**Work task**
Search the data for the word "front" and copy every line that contains it.

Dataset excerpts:
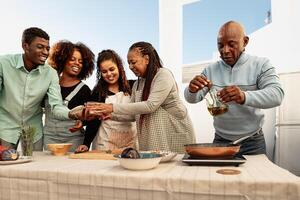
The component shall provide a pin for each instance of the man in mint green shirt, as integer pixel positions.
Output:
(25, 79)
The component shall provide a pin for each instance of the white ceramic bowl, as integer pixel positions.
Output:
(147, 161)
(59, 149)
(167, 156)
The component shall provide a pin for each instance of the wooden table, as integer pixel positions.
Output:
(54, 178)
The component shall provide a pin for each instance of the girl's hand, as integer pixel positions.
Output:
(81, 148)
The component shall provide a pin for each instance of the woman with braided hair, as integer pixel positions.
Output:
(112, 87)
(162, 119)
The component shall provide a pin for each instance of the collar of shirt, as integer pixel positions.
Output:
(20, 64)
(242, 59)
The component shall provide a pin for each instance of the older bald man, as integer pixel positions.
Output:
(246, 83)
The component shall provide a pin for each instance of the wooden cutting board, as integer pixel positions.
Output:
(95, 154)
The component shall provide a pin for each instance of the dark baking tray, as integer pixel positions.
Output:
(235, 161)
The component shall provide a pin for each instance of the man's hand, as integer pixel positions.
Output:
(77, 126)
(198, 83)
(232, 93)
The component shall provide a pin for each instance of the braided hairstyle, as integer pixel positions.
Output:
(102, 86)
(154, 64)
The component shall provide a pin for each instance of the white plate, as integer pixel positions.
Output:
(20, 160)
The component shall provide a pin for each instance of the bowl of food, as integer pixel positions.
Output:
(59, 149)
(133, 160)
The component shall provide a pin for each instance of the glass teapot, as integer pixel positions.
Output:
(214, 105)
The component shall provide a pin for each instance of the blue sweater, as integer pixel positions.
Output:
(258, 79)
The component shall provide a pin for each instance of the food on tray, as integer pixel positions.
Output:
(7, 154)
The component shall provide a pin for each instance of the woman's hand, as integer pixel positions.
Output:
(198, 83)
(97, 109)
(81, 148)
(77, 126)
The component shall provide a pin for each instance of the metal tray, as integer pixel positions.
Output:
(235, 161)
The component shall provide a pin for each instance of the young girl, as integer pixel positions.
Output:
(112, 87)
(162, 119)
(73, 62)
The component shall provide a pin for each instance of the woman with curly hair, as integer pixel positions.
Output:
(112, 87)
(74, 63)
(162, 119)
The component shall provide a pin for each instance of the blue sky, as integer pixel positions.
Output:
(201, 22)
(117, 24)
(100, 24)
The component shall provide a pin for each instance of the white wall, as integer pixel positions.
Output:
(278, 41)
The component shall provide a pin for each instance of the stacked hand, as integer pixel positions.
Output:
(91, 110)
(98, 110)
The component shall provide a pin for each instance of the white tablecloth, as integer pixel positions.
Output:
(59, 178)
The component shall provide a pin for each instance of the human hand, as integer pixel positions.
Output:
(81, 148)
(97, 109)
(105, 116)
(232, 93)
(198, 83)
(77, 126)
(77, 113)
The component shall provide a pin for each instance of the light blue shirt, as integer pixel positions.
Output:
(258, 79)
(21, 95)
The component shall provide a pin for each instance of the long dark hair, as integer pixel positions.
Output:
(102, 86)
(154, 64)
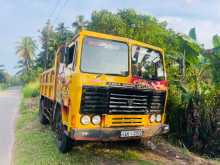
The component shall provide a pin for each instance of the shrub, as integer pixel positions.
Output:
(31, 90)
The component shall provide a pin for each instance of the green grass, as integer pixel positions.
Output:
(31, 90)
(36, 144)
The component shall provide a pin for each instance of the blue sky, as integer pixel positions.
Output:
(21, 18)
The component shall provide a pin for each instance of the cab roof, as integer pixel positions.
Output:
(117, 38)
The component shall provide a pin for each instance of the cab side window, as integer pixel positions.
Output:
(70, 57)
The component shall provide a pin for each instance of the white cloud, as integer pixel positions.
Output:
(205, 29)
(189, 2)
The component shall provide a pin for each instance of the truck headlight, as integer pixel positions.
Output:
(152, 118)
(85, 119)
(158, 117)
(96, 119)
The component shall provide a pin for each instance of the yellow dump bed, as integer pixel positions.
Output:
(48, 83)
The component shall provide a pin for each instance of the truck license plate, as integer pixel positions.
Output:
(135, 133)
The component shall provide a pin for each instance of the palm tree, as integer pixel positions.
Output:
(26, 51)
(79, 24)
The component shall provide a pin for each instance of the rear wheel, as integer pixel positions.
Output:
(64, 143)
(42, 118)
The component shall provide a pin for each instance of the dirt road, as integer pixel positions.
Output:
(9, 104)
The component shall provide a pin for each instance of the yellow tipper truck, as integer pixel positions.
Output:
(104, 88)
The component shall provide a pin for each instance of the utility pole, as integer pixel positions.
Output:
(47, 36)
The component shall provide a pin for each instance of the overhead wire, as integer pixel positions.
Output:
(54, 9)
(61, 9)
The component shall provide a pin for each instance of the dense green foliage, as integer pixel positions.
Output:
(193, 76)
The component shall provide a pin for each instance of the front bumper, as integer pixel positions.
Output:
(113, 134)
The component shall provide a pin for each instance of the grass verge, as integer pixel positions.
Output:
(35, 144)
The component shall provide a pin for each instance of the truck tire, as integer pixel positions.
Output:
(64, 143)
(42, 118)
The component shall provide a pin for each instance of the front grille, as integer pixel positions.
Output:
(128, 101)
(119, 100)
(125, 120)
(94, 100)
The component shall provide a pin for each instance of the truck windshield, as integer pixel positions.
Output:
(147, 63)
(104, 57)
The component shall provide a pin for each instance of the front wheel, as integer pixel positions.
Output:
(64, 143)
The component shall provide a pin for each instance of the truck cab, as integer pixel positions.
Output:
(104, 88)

* * *

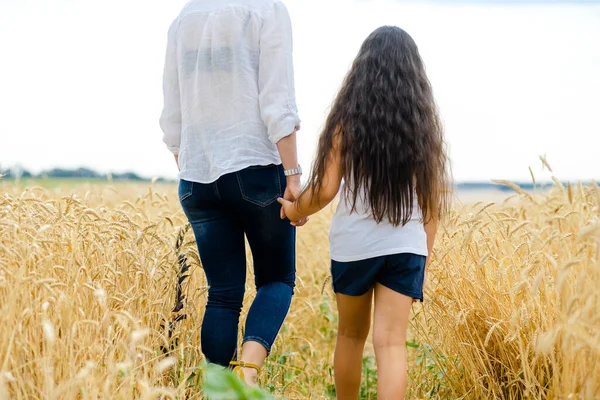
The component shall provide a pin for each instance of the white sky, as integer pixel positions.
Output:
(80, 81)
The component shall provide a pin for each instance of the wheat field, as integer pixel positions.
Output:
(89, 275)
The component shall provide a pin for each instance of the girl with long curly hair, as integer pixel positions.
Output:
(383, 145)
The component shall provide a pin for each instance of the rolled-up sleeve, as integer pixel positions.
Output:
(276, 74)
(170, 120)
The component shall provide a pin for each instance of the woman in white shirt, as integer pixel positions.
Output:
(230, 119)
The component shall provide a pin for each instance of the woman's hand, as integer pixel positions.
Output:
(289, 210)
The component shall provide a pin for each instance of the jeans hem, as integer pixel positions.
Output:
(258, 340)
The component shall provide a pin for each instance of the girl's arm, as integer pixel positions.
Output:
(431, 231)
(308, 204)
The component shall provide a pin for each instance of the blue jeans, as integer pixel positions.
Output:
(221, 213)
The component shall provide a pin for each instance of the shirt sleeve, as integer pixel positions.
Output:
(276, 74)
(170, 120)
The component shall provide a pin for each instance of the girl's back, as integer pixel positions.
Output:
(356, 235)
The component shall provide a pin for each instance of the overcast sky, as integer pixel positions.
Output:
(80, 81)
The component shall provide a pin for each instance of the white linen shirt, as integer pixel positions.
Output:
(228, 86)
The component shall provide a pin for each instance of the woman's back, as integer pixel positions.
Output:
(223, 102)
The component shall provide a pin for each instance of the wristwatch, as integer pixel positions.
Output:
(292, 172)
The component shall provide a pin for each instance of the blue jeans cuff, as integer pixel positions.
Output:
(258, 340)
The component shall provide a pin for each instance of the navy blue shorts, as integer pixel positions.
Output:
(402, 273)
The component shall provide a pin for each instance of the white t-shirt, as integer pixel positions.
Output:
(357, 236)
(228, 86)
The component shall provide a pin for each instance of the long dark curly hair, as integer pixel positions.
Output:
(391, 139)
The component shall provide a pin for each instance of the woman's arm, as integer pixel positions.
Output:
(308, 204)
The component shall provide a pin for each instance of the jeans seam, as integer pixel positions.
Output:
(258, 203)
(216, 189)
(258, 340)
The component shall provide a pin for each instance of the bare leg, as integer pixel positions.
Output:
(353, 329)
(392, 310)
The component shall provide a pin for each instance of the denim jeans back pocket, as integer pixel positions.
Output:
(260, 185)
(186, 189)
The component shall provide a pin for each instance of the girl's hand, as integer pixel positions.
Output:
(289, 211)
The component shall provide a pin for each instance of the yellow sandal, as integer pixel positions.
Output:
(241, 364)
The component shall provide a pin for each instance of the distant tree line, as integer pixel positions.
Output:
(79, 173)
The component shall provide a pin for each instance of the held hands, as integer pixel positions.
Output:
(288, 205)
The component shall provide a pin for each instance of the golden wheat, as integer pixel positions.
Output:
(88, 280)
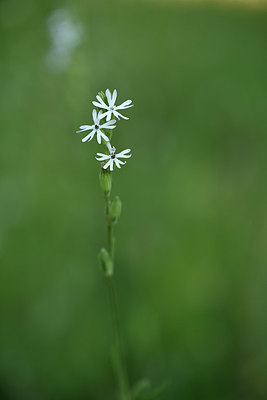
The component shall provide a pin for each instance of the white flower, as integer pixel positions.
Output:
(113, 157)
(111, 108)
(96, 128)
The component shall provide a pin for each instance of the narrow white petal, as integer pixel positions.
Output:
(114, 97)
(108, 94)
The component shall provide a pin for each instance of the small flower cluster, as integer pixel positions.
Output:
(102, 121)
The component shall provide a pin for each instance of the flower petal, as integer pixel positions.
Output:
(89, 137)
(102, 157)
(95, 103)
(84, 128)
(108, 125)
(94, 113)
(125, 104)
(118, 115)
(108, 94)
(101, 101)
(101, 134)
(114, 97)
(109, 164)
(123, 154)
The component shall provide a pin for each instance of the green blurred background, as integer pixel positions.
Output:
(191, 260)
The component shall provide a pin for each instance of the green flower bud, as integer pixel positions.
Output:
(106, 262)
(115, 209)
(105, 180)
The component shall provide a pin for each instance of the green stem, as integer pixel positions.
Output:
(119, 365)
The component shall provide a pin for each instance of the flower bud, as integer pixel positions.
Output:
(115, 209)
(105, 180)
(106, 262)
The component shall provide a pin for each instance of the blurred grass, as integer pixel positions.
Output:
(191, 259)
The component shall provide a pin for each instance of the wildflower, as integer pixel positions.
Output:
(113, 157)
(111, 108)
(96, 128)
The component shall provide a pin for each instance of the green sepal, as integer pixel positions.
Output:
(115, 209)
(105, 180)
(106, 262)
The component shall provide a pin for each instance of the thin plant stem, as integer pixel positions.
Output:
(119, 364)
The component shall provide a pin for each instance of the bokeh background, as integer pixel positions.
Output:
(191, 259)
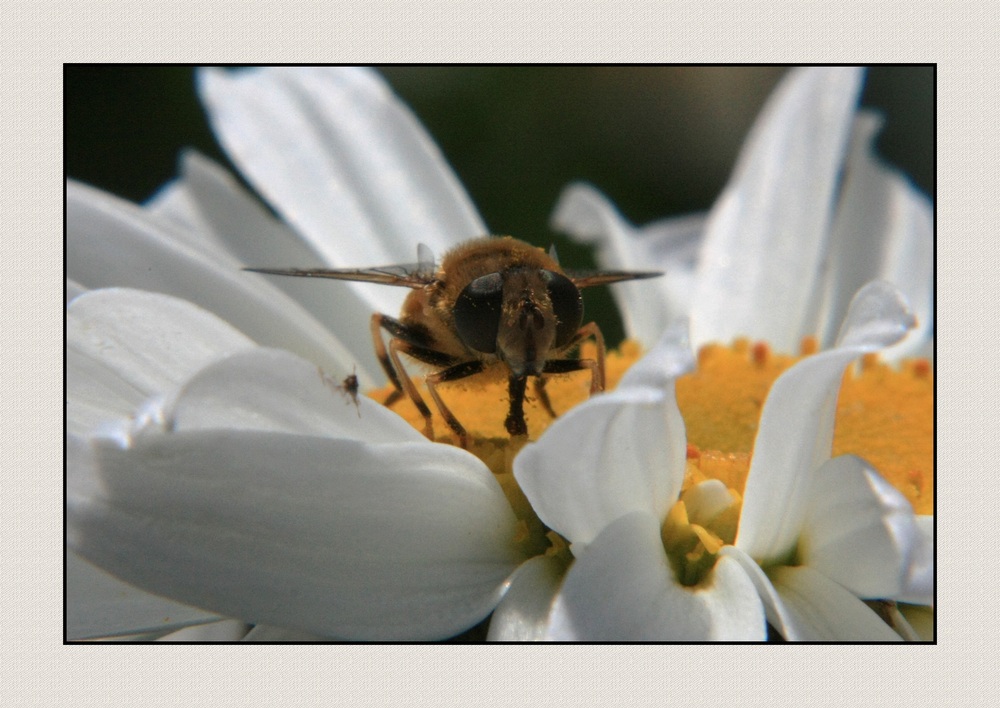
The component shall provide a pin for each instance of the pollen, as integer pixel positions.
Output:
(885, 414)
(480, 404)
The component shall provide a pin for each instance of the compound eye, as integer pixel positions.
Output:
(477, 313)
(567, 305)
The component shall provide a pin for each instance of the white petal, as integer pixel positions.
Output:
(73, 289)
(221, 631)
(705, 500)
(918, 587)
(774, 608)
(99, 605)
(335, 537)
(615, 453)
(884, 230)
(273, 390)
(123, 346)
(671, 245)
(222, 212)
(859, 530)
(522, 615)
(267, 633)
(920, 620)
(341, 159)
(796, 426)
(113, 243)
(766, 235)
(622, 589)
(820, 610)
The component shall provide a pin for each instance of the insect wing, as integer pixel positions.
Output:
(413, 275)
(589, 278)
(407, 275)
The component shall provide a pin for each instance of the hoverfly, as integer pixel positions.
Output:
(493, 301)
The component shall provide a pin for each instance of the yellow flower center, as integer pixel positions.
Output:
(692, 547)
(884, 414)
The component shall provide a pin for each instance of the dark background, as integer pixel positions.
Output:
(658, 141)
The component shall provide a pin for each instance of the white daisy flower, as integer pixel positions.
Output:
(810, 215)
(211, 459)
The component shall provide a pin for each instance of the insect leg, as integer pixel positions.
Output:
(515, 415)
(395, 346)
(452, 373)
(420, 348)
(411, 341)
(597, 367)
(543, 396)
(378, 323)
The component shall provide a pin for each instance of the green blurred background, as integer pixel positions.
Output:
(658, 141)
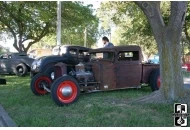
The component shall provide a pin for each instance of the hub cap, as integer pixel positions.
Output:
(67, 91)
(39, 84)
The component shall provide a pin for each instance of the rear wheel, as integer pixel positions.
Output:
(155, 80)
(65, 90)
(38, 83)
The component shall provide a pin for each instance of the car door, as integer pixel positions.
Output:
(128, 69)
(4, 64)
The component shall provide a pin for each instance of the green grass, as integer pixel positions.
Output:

**Result below**
The component shall provide a pin for each instance of the front bumper, as integer pixel positions.
The component shall provide a pin for each instance of the front grille, as integer pixel positions.
The component shall provide a pin for each instance of the front wheel, as integer pixel positions.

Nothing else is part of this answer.